» **VORGEGEBENER TEXT**

━━━━━━━━

Im Supermarktregal liegen die Osterhasen stapelweise in allerlei Farben verpackt: Manche sehen eher Feldhasen ähnlich mit langen Hinterbeinen und großen Ohren, andere eher Kaninchen, mit zarterem Körperbau. Rein biologisch ist das einerlei. Sowohl Feldhase als auch Hauskaninchen gehören zur Familie der Hasen. Wann diese Hasen zum Begleiter des Menschen wurden, schien eigentlich schon geklärt. In der Wissenschaft wie unter Hobbyhistorikern war man der festen Meinung, dass das um das Jahr 600 geschehen ist.

Zu dieser Zeit erließ Papst Gregor I. ein Edikt, wonach Föten von Kaninchen („Laurices“) kein Fleisch seien, sondern Meeresgetier - und deshalb auch während der Fastenzeit gegessen werden dürfen. Um die kargen Tage der Abstinenz zu überdauern, fingen Mönche in Frankreich daraufhin wilde Kaninchen und züchteten sie in Kisten. Das also soll der Anfang der Domestizierung des Hasen gewesen sein.

Ein Feldhase sitzt auf einer Wiese

APA/dpa-Zentralbild/Jens Büttner

Ein Feldhase im Frühling

Gentest und Literaturrecherche

Der Archäologe Greger Larson von der Universität Oxford und sein Team sind dieser Theorie nun nachgegangen und wollten sie eigentlich bestätigen. Dazu haben sie in einem ersten Schritt den Zeitpunkt ermittelt, an dem sich moderne wilde Kaninchen und Hauskaninchen genetisch auseinanderentwickelt haben.

Dieser lag nicht um 600 nach Christus, sondern am Schluss der letzten Eiszeit, vor etwa 12.200 bis 17.700 Jahren. Dieses Ergebnis sagt aber noch nichts über die Domestizierung aus, so Larson. „Vielmehr zeigt es Veränderungen in der Natur oder sonstige Umstände an, auf die die Kaninchen reagiert haben.“

Die Studie

„Rabbits and the Specious Origins of Domestication“, Trends in Ecology and Evolution, 14.2.2018.

Ö1-Sendungshinweis

Diesem Thema widmet sich am 30.3. auch „Wissen aktuell“ um 13.55 Uhr.

Die Forscher recherchierten weiter und suchten nach Hinweisen über die Zähmung der Hasen. Was sie fanden, waren unterschiedliche Puzzleteile, die alle die Geschichte von der Jagd und Haltung von wilden Hasen erzählen. So wurden archäologischen Funden zufolge Kaninchen bereits vor 15.000 Jahren in Spanien und im Südwesten von Frankreich gejagt, Schriften berichten wiederum, wie Römer bereits im ersten Jahrhundert Hasen gefangen hielten und Menschen sie im Mittelalter als Delikatesse quer über Europa transportierten, ehe sie um das 17. Jahrhundert zum Haustier wurden.

━━━━━━━━

» **INFORMATIONEN**
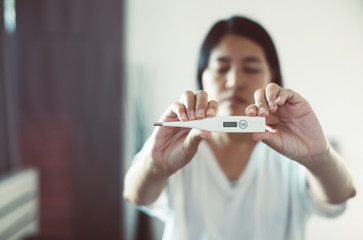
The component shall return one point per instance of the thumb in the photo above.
(192, 141)
(270, 139)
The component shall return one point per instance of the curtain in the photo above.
(68, 113)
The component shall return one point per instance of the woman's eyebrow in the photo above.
(248, 59)
(223, 59)
(251, 59)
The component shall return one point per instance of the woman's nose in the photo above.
(234, 78)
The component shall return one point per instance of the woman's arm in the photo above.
(295, 132)
(169, 149)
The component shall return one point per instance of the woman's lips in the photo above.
(235, 100)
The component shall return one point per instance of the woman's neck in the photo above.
(223, 140)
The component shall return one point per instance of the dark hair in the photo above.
(243, 27)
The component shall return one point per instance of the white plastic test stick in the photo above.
(237, 124)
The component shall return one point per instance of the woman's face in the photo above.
(237, 68)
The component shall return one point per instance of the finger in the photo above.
(194, 138)
(212, 108)
(201, 104)
(251, 110)
(188, 99)
(270, 139)
(178, 109)
(272, 91)
(287, 95)
(261, 102)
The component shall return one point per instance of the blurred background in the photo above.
(82, 81)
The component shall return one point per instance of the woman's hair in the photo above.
(244, 27)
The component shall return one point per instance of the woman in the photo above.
(239, 186)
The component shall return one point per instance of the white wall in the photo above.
(320, 45)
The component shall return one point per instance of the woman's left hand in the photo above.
(293, 128)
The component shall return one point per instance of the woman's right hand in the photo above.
(173, 147)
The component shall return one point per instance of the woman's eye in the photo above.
(252, 70)
(222, 70)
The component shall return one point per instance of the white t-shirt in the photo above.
(269, 201)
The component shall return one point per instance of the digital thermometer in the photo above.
(237, 124)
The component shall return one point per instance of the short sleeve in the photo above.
(159, 208)
(314, 205)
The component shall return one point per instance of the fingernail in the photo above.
(192, 114)
(201, 138)
(251, 111)
(271, 105)
(210, 111)
(262, 110)
(201, 113)
(184, 117)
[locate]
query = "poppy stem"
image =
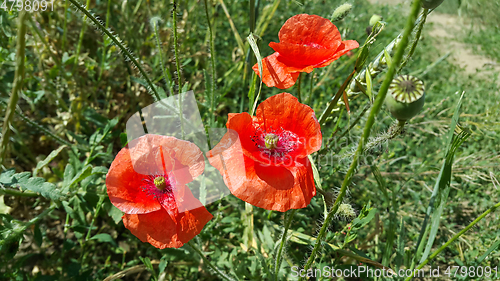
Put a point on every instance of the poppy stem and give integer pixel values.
(366, 132)
(176, 48)
(208, 262)
(279, 258)
(16, 85)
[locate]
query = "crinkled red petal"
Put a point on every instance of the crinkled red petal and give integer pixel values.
(150, 155)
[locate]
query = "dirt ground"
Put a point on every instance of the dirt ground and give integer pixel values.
(445, 29)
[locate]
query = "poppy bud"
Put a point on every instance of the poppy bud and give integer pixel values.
(431, 4)
(341, 12)
(406, 97)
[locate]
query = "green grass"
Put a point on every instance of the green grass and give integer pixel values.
(71, 97)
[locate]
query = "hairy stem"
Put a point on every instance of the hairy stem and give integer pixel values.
(415, 42)
(366, 132)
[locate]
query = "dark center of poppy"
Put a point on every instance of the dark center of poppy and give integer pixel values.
(160, 183)
(277, 143)
(271, 140)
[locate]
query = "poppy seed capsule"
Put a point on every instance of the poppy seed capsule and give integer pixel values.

━━━━━━━━

» **AUFGABENTEILE**
1: Schreiben Sie aus dem Text über die Domestizierung der Hasen die Stelle von „Zu dieser Zeit“ bis einschließlich „genetisch auseinanderentwickelt haben.“ wortgetreu ab.
2: Geben Sie den Absatz aus dem Text über die Domestizierung der Hasen, der mit „Die Forscher recherchierten weiter“ beginnt, als Liste wieder. Die wichtigsten Fakten sollen darin erhalten bleiben.
Stützen Sie sich ausschließlich auf den Text.

» **ANTWORTEN NACH PUNKTEN**
1:
Zu dieser Zeit erließ Papst Gregor I. ein Edikt, wonach Föten von Kaninchen („Laurices“) kein Fleisch seien, sondern Meeresgetier - und deshalb auch während der Fastenzeit gegessen werden dürfen. Um die kargen Tage der Abstinenz zu überdauern, fingen Mönche in Frankreich daraufhin wilde Kaninchen und züchteten sie in Kisten. Das also soll der Anfang der Domestizierung des Hasen gewesen sein.

Ein Feldhase sitzt auf einer Wiese

APA/dpa-Zentralbild/Jens Büttner

Ein Feldhase im Frühling

Gentest und Literaturrecherche

Der Archäologe Greger Larson von der Universität Oxford und sein Team sind dieser Theorie nun nachgegangen und wollten sie eigentlich bestätigen. Dazu haben sie in einem ersten Schritt den Zeitpunkt ermittelt, an dem sich moderne wilde Kaninchen und Hauskaninchen genetisch auseinanderentwickelt haben.

2:
- Die Forscher suchten weiter nach Hinweisen auf die Zähmung der Hasen.
- Sie fanden verschiedene Puzzleteile, die alle von der Jagd und Haltung wilder Hasen erzählen.
- Archäologischen Funden zufolge wurden Kaninchen schon vor 15.000 Jahren in Spanien und im Südwesten Frankreichs gejagt.
- Schriften berichten, dass Römer bereits im ersten Jahrhundert Hasen gefangen hielten.
- Im Mittelalter wurden Hasen als Delikatesse quer über Europa transportiert.
- Um das 17. Jahrhundert wurden sie zum Haustier.